Task objective: Please report every line below that contains the string "clicks", with case counting.

Records for processing below:

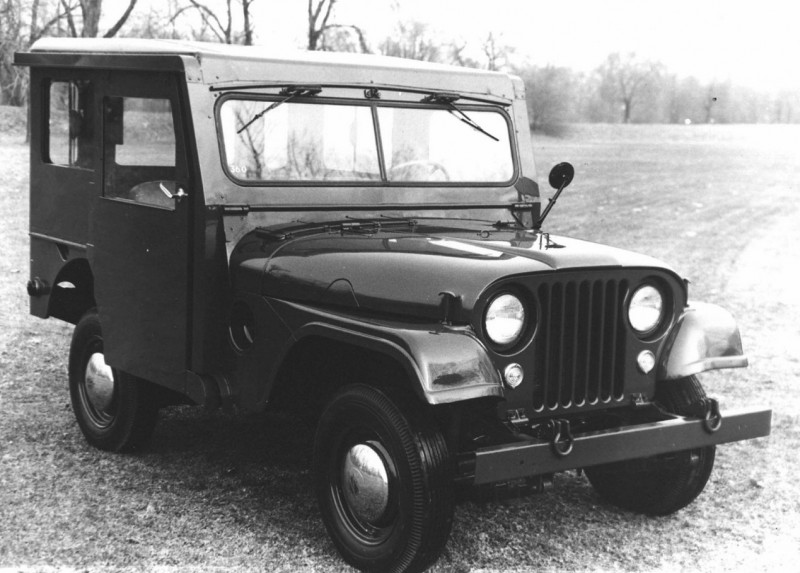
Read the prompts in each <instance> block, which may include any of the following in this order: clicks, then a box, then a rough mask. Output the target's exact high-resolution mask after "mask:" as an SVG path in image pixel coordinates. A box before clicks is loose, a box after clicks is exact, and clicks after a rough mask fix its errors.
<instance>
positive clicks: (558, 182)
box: [533, 162, 575, 231]
mask: <svg viewBox="0 0 800 573" xmlns="http://www.w3.org/2000/svg"><path fill="white" fill-rule="evenodd" d="M573 177H575V168H574V167H573V166H572V165H571V164H569V163H566V162H564V163H559V164H558V165H556V166H555V167H553V169H552V170H551V171H550V177H549V181H550V185H551V186H552V187H553V188H554V189H556V194H555V195H553V197H552V198H551V199H550V201H549V202H548V203H547V207H546V208H545V210H544V213H542V216H541V217H539V220H538V221H536V223H534V225H533V228H534V229H535V230H537V231H538V230H539V229H541V228H542V223H544V220H545V219H546V218H547V215H548V214H549V213H550V209H552V208H553V206H554V205H555V204H556V201H558V196H559V195H561V192H562V191H563V190H564V187H566V186H567V185H569V184H570V183H571V182H572V178H573Z"/></svg>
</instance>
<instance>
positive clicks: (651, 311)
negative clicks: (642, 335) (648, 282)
mask: <svg viewBox="0 0 800 573" xmlns="http://www.w3.org/2000/svg"><path fill="white" fill-rule="evenodd" d="M663 314H664V297H663V296H661V293H660V292H659V290H658V289H657V288H656V287H654V286H650V285H644V286H641V287H639V288H638V289H636V292H634V293H633V296H632V297H631V304H630V306H629V307H628V321H629V322H630V323H631V326H632V327H633V329H634V330H635V331H636V332H639V333H642V334H643V333H647V332H650V331H651V330H653V329H654V328H655V327H656V326H658V323H659V322H661V317H662V315H663Z"/></svg>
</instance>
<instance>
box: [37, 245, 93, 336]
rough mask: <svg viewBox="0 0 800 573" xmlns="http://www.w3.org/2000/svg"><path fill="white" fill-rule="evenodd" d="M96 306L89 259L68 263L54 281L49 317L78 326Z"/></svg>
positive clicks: (68, 262) (47, 305) (48, 311)
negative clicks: (80, 320) (83, 318)
mask: <svg viewBox="0 0 800 573" xmlns="http://www.w3.org/2000/svg"><path fill="white" fill-rule="evenodd" d="M94 306H96V303H95V297H94V274H93V273H92V269H91V266H90V265H89V261H88V259H85V258H76V259H72V260H70V261H68V262H67V263H66V264H65V265H64V266H63V267H62V268H61V269H60V270H59V271H58V274H57V275H56V278H55V280H54V281H53V288H52V291H51V293H50V297H49V301H48V304H47V314H48V316H52V317H55V318H59V319H61V320H64V321H66V322H69V323H72V324H77V323H78V321H79V320H80V319H81V317H82V316H83V315H84V314H85V313H86V311H88V310H89V309H90V308H92V307H94Z"/></svg>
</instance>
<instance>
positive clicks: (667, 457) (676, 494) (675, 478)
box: [586, 376, 716, 515]
mask: <svg viewBox="0 0 800 573" xmlns="http://www.w3.org/2000/svg"><path fill="white" fill-rule="evenodd" d="M705 395H706V394H705V392H704V391H703V388H702V386H701V385H700V382H699V381H698V380H697V378H696V377H694V376H690V377H687V378H681V379H680V380H674V381H668V382H662V383H660V385H659V389H658V391H657V393H656V400H657V401H658V402H659V403H660V404H661V405H662V406H663V407H664V408H665V409H666V410H667V411H669V412H672V413H674V414H679V415H688V414H689V409H690V406H691V404H692V403H694V402H696V401H697V400H699V399H701V398H705ZM715 452H716V447H715V446H707V447H703V448H697V449H694V450H687V451H683V452H676V453H670V454H664V455H661V456H654V457H652V458H646V459H642V460H631V461H625V462H617V463H612V464H604V465H600V466H595V467H591V468H586V476H587V477H588V478H589V481H590V482H591V484H592V486H593V487H594V488H595V490H596V491H597V493H599V494H600V496H602V497H603V498H604V499H606V501H609V502H610V503H613V504H614V505H617V506H619V507H621V508H623V509H628V510H630V511H636V512H639V513H645V514H649V515H668V514H670V513H674V512H676V511H678V510H679V509H682V508H684V507H686V506H687V505H689V504H690V503H691V502H692V501H694V499H695V498H696V497H697V496H698V495H700V492H702V491H703V488H704V487H705V485H706V482H708V478H709V476H710V475H711V470H712V469H713V467H714V455H715Z"/></svg>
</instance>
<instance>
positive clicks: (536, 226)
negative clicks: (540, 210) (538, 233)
mask: <svg viewBox="0 0 800 573" xmlns="http://www.w3.org/2000/svg"><path fill="white" fill-rule="evenodd" d="M568 184H569V181H566V180H565V181H564V182H563V183H562V184H561V185H560V186H559V187H558V191H556V194H555V195H553V196H552V197H550V199H548V200H547V207H545V208H544V212H543V213H542V215H541V216H540V217H539V219H538V220H537V221H536V223H534V224H533V229H534V231H538V230H540V229H541V228H542V223H544V220H545V219H546V218H547V214H548V213H550V209H552V208H553V206H554V205H555V204H556V201H558V196H559V195H561V192H562V191H563V190H564V187H566V186H567V185H568Z"/></svg>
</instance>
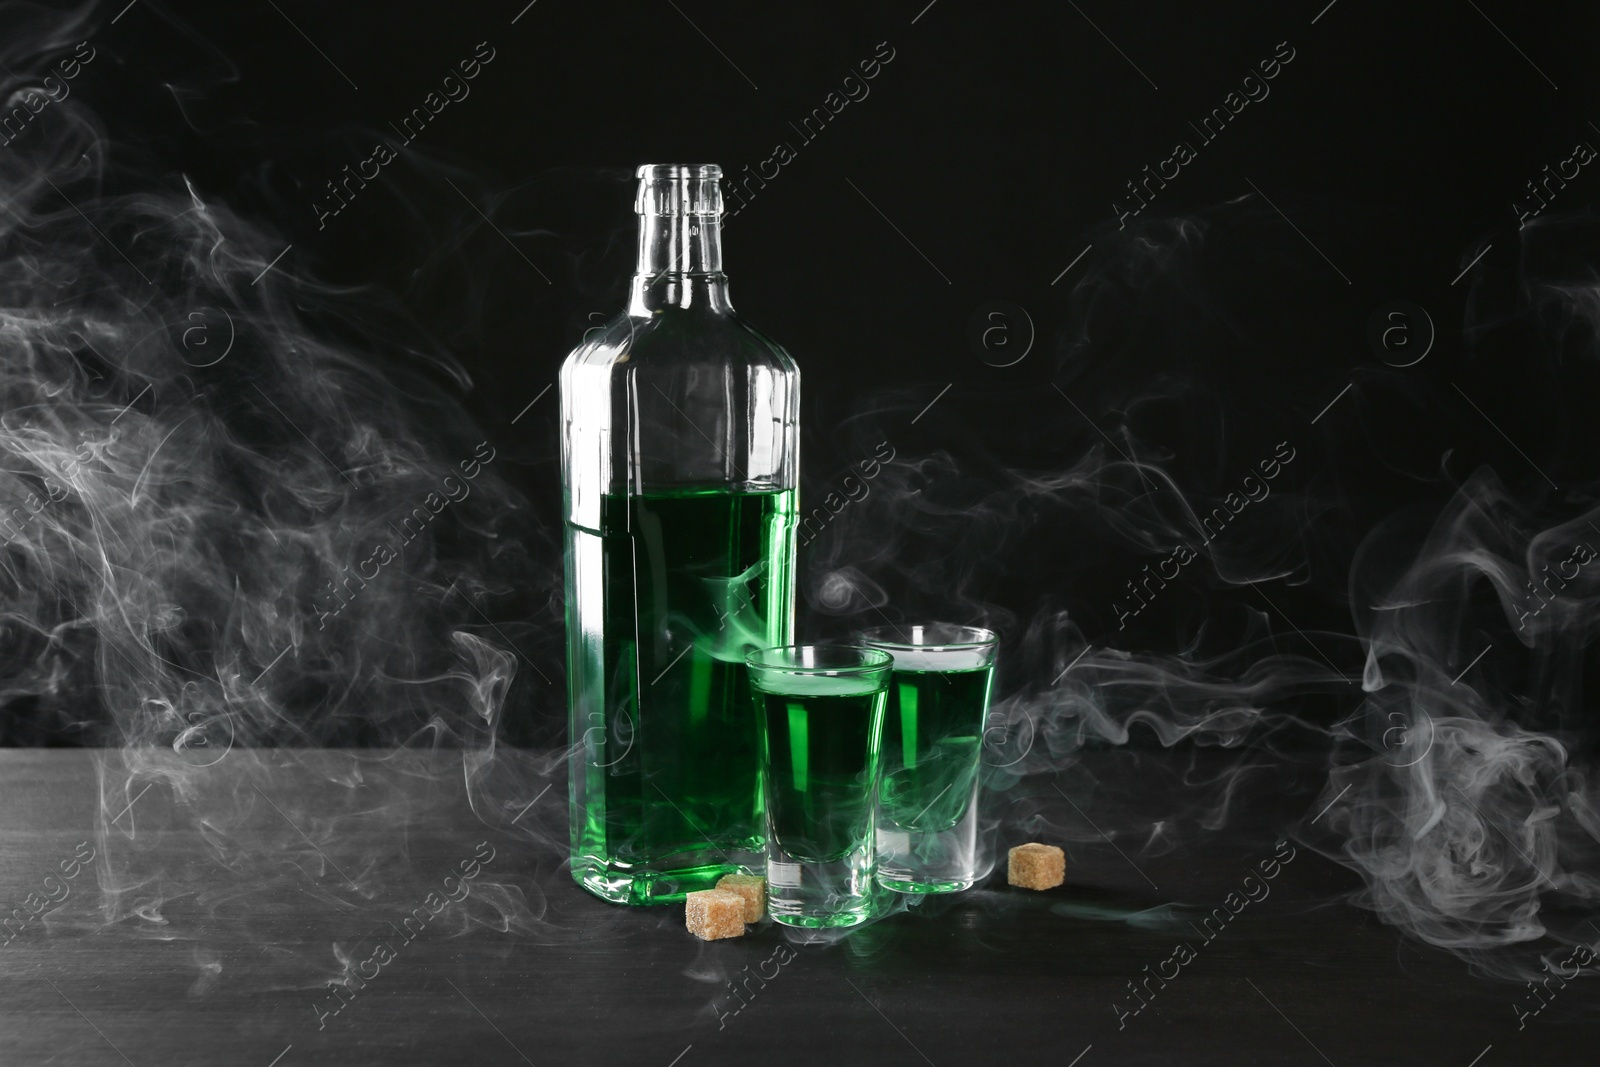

End of Records for processing.

Expected answer:
Read the prompts in each <instance> block, which may include any of the following in this order: clicks, then a box, then a rough mask. Output the target's exact high-resolution mask after "mask:" as an SVG path in image pixel coordinates. A box before clicks is loose, a box after clicks is exact, and clicks after a rough mask fix its errors.
positive clicks: (558, 182)
positive clicks: (651, 311)
negative clicks: (642, 335) (648, 282)
positive clicks: (68, 262) (47, 305) (48, 311)
negative clicks: (80, 320) (83, 318)
positive clicks: (667, 457) (676, 494) (675, 478)
positive clicks: (536, 226)
negative clicks: (540, 210) (538, 233)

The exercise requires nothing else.